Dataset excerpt
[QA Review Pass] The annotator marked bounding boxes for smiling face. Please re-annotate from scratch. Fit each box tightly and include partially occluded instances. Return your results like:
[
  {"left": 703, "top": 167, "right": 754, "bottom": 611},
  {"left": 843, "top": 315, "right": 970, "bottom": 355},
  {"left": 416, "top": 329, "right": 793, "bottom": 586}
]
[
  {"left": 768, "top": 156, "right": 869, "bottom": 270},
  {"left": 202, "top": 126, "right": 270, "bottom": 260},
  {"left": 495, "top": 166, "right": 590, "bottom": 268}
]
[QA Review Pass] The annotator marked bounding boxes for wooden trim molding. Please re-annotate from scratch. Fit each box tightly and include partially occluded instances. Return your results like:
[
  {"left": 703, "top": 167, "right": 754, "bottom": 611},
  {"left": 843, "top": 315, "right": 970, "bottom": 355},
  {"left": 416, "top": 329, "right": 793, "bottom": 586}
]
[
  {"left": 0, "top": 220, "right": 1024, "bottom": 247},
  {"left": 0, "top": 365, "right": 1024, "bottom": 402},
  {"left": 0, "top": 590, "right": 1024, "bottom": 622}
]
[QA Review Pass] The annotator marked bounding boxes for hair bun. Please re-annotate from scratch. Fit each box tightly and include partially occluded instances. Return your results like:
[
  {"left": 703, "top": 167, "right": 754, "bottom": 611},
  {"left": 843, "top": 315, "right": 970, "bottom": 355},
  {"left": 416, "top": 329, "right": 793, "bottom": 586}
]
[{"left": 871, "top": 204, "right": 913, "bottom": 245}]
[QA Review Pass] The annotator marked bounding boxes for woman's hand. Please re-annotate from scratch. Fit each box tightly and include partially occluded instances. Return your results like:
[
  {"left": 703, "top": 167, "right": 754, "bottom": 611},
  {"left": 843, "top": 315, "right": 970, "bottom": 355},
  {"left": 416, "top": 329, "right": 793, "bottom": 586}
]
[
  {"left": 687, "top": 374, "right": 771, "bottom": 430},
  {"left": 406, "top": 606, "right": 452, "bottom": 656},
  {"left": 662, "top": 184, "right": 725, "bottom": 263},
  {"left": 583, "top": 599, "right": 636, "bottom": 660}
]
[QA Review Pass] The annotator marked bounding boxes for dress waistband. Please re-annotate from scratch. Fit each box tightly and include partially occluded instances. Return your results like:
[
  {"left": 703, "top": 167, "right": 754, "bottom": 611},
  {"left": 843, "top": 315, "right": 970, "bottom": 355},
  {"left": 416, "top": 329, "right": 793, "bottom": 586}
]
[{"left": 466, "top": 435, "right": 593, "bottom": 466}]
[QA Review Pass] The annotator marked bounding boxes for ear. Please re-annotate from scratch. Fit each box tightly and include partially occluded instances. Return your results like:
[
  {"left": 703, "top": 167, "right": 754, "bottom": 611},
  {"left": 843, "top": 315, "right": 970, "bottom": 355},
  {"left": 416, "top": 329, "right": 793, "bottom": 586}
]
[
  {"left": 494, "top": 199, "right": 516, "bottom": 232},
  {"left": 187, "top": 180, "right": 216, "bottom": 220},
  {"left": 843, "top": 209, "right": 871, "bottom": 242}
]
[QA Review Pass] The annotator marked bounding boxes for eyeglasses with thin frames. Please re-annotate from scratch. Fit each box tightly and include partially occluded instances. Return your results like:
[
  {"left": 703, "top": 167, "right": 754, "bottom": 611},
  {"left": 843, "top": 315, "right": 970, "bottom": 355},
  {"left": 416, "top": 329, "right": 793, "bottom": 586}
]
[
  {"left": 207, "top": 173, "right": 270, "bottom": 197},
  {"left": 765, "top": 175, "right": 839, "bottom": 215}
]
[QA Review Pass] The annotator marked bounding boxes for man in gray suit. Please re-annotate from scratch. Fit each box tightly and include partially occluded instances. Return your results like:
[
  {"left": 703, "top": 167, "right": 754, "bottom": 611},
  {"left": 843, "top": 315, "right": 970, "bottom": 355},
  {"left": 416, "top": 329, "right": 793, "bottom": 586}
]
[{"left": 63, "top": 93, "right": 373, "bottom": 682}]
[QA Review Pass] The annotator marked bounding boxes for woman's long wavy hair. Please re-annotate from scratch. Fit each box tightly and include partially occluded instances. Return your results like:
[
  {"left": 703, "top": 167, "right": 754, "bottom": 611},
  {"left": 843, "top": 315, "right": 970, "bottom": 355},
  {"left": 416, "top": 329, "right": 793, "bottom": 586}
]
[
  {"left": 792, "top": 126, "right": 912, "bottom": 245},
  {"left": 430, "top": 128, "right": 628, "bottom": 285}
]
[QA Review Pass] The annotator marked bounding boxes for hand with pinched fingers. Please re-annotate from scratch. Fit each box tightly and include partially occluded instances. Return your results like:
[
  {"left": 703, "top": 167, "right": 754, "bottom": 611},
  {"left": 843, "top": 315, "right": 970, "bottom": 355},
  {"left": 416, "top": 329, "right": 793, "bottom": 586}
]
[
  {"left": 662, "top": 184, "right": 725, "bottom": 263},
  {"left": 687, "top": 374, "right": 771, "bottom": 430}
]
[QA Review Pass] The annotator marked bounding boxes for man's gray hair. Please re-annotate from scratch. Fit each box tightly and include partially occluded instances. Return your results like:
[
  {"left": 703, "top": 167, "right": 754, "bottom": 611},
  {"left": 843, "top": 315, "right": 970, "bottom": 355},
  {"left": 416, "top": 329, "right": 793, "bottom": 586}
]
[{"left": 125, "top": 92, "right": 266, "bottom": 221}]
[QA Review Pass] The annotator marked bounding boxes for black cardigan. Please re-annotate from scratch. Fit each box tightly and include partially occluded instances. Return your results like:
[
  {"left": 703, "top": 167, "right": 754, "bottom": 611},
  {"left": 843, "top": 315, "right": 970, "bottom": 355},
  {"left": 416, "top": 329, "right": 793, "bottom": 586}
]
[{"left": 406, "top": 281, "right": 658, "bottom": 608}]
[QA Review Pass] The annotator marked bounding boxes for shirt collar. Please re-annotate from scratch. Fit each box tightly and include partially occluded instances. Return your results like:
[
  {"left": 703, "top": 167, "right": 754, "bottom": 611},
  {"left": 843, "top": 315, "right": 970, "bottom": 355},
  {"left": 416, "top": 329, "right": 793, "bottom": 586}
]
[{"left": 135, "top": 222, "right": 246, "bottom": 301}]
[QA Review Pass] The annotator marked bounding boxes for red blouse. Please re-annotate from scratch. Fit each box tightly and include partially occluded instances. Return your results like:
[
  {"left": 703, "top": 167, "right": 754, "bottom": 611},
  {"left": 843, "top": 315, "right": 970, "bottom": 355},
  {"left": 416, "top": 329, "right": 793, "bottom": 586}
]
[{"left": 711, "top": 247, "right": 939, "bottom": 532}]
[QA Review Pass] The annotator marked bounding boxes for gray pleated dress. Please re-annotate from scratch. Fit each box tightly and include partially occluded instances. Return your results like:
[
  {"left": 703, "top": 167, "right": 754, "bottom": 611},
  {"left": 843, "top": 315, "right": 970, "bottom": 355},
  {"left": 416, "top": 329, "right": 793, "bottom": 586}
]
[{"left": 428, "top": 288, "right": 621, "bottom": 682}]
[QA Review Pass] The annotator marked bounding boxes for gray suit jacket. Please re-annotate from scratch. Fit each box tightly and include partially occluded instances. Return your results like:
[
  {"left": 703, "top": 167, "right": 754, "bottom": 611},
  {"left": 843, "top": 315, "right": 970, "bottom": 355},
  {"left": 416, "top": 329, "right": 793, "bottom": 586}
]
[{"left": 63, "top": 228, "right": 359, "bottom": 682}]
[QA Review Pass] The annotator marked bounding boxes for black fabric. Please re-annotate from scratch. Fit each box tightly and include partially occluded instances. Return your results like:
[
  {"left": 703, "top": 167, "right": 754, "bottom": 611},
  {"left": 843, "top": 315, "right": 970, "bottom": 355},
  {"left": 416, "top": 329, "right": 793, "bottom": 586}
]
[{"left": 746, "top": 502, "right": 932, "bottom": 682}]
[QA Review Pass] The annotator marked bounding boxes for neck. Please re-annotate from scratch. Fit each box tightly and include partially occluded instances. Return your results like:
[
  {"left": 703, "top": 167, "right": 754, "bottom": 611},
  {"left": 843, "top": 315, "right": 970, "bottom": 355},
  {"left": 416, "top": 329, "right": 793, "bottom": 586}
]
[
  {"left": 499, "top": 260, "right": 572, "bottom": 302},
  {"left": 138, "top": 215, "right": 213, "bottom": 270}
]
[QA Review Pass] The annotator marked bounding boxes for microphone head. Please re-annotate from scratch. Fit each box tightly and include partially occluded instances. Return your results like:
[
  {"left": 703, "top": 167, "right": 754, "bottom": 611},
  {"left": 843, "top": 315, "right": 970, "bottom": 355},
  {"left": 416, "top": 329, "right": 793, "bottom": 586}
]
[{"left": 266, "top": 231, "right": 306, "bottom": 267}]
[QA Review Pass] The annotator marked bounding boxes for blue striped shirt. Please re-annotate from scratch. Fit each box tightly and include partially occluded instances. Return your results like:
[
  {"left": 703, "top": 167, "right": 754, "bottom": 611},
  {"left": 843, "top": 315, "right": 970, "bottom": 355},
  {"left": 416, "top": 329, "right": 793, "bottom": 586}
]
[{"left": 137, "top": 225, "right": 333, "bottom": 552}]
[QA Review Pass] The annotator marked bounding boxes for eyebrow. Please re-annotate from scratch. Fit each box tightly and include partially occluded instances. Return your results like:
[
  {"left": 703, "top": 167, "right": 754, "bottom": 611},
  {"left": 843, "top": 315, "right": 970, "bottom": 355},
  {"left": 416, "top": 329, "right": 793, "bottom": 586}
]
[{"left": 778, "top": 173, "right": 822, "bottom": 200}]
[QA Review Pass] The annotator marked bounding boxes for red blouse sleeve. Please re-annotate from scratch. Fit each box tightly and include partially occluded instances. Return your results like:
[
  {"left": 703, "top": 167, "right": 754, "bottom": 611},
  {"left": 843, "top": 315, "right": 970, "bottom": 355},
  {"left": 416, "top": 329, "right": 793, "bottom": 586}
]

■ GOAL OF THE EXERCISE
Write out, word for word, the stretch of the items from the line containing "boxes for eyebrow." through the end of the items.

■ EXERCISE RESULT
[QA Review Pass] The annotator marked bounding boxes for eyebrow. Please re-annotate from scratch. Fit each box tightly and include partially occluded instances. Return your results like:
[
  {"left": 703, "top": 167, "right": 754, "bottom": 611},
  {"left": 843, "top": 315, "right": 970, "bottom": 355},
  {"left": 416, "top": 329, "right": 793, "bottom": 586}
]
[{"left": 778, "top": 173, "right": 822, "bottom": 200}]
[QA Review Pass] The annotator marked bounding boxes for red blouse sleeve. Please re-annotate from scratch. Fit each box tightly and include partially occluded instances. Return your results like:
[
  {"left": 703, "top": 167, "right": 754, "bottom": 611},
  {"left": 843, "top": 315, "right": 970, "bottom": 355},
  {"left": 416, "top": 329, "right": 793, "bottom": 586}
]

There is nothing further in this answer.